Western governments have taken extreme and unprecedented measures that step outside the normal parameters of statecraft, with little or no thought to the larger ramifications, Oded Forer writes.

US President Joe Biden’s administration’s unprecedented executive order of 1 February has been followed by a slew of similar announcements by Western governments sanctioning individuals and groups in Israel.
The impact of these sanctions goes far beyond the people whose freedoms they curtail. Governments that have long claimed to be democratic allies of the only democracy in the Middle East have, for all intents and purposes, overridden the underpinnings of Israel’s democracy.
By announcing extreme punitive measures against people, public movements and civil society organisations that have never been accused of criminal acts by the Israeli government and against whom no due process of law has ever been conducted in Israel, the US or Europe, the sanctions regime fundamentally dismisses the institutions of Israeli democracy.
In lockstep with the Biden administration, the governments of Canada, Australia, Japan and France — and the EU as a whole — have arrogated to themselves the right to decide, based on wholly untransparent sources and processes, which citizens of Israel are guilty, and what political positions are deemed criminal, seemingly without proper due process.

_ _ _ _ _

*Job A:* Transcribe the passage of the opinion piece on Western sanctions against Israelis starting at "Western governments have" and ending at "Oded Forer writes.".
*Job B:* In the piece on Western sanctions against Israelis, which governments besides the US are said to have acted in lockstep with the Biden administration?
*Job C:* Resume the opinion piece on Western sanctions against Israelis after its final sentence.

*Data provided:*

_ _ _ _ _

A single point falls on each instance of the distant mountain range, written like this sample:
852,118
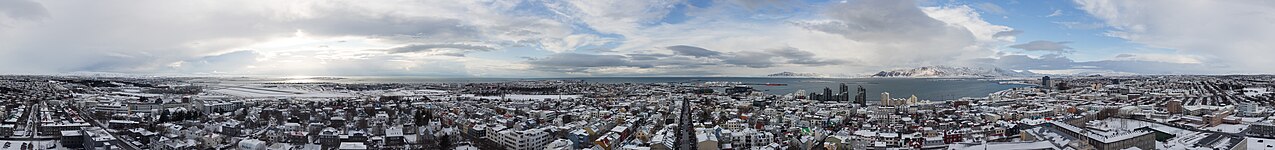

_ _ _ _ _

*Expected output A:*
Western governments have taken extreme and unprecedented measures that step outside the normal parameters of statecraft, with little or no thought to the larger ramifications, Oded Forer writes.

*Expected output B:* Canada, Australia, Japan and France, along with the EU as a whole.

*Expected output C:*
The sanctions exclusively target individuals and organisations that express or embody a positive view of Israel’s rights in Judea and Samaria, the indigenous and ancestral cradle of Jewish civilisation.
These individuals hold a critical view of the viability and desirability of a Palestinian state, and opposition to political accommodation of Hamas, views held by the majority of Israelis after the 7 October massacre.
This politicisation of the very extreme tool of sanctions, until recently employed as a weapon in the war against international terrorist and criminal organisations, is a tragedy for democracy, not only in Israel but everywhere and anywhere.
They are meant to have a chilling effect on the right to differ and directly impinge on freedom of speech and dissent as values in liberal democracies like ours.
In an attempt to bend political processes in Israel to better comply with their own geopolitical outlook and interests, western governments and international bodies have cast aside these bedrock principles.
The consequences are liable to deal a long-term blow to the conduct of international relations and to democracy itself.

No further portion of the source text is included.